Directive: Find every line in the data below that contains the word "dome", and copy each of those lines in full.

---------- Working data ----------

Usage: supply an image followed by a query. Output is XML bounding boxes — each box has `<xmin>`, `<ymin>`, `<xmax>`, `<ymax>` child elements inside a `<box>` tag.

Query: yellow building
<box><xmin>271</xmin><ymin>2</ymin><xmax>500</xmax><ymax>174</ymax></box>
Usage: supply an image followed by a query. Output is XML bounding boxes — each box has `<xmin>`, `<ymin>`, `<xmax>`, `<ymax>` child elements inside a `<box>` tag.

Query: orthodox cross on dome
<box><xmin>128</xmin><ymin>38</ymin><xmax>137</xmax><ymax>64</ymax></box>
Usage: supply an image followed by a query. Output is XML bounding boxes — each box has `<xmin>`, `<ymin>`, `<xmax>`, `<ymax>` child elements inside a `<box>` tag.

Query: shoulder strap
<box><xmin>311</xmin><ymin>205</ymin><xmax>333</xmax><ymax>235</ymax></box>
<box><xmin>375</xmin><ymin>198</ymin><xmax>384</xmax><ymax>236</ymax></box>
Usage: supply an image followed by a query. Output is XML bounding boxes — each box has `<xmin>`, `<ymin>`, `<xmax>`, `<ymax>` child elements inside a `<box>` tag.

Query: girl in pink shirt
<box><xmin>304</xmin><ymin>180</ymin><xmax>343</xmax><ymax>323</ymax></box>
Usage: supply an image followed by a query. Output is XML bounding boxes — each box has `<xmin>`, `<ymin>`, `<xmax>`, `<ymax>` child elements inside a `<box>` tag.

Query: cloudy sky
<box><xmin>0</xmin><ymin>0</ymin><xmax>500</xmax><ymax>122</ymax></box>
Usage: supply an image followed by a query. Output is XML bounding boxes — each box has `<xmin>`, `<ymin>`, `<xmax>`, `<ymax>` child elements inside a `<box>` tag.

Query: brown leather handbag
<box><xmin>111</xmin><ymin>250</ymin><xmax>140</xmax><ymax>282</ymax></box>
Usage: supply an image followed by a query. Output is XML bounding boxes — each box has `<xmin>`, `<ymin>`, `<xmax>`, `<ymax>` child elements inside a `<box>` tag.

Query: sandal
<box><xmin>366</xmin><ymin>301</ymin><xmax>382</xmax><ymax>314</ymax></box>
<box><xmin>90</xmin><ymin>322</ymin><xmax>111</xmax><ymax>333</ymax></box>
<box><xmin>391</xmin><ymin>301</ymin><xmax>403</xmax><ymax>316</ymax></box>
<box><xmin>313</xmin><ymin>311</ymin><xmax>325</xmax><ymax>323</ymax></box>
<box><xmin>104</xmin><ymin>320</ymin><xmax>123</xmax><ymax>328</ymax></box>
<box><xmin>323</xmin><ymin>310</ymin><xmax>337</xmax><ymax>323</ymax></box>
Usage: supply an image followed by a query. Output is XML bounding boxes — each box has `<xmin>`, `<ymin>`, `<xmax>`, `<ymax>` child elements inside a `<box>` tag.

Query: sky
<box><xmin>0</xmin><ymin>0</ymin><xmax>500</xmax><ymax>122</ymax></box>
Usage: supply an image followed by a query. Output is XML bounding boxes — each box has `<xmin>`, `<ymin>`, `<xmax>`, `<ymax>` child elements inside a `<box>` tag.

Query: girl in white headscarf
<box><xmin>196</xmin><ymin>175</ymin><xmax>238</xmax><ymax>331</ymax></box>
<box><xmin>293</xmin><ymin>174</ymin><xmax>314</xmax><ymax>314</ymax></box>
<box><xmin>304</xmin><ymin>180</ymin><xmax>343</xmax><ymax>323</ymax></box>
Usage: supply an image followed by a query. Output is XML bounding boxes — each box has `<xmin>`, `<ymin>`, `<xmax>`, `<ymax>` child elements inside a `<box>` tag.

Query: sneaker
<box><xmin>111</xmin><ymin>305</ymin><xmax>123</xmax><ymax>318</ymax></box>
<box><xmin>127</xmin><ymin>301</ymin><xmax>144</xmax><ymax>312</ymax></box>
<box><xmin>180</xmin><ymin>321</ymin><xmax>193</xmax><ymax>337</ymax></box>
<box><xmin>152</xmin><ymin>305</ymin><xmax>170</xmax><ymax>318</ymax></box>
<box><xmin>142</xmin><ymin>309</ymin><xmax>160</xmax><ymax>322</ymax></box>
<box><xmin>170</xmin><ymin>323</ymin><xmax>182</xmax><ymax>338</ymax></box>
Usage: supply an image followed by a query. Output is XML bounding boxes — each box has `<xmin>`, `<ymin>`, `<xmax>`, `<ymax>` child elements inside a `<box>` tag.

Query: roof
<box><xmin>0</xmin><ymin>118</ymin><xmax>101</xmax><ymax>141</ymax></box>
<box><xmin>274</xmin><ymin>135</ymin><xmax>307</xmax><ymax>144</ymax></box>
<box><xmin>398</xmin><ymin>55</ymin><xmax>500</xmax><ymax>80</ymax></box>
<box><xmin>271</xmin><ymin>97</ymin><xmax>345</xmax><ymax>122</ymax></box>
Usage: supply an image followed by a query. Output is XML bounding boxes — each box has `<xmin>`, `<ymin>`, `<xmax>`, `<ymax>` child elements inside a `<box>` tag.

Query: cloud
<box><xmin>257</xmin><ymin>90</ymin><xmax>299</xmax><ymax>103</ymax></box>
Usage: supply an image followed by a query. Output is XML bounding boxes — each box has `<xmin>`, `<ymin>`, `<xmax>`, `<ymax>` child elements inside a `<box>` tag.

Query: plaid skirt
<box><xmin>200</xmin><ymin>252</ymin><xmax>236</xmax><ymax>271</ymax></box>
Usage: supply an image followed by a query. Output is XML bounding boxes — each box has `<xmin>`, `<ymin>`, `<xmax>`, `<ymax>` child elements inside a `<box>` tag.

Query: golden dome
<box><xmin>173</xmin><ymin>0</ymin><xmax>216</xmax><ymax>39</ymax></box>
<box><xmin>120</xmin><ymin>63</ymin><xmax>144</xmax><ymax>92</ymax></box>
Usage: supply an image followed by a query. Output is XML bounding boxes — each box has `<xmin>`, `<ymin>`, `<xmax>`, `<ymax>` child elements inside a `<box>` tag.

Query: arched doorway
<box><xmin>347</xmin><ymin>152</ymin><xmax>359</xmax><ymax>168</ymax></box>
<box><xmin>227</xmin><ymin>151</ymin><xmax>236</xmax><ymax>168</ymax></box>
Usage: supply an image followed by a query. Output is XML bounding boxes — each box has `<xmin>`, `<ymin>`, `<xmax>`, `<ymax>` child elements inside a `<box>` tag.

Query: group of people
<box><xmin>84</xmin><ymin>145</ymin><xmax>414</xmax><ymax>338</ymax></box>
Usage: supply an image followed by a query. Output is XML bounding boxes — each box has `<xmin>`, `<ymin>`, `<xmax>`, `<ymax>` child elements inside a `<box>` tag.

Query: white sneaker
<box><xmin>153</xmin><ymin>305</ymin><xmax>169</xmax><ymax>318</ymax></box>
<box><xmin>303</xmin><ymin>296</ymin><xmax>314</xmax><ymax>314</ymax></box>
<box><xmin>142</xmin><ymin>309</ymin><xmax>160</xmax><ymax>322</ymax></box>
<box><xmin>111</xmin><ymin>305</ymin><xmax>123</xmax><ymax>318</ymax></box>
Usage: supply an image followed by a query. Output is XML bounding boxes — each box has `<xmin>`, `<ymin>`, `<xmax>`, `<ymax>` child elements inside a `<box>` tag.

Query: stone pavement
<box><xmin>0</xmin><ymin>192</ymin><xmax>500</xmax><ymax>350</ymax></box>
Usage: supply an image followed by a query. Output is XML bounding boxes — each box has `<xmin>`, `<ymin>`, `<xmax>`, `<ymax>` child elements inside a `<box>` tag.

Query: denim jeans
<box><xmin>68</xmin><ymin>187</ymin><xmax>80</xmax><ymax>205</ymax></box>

----------

Written response:
Query: orthodox cross on dome
Query: golden dome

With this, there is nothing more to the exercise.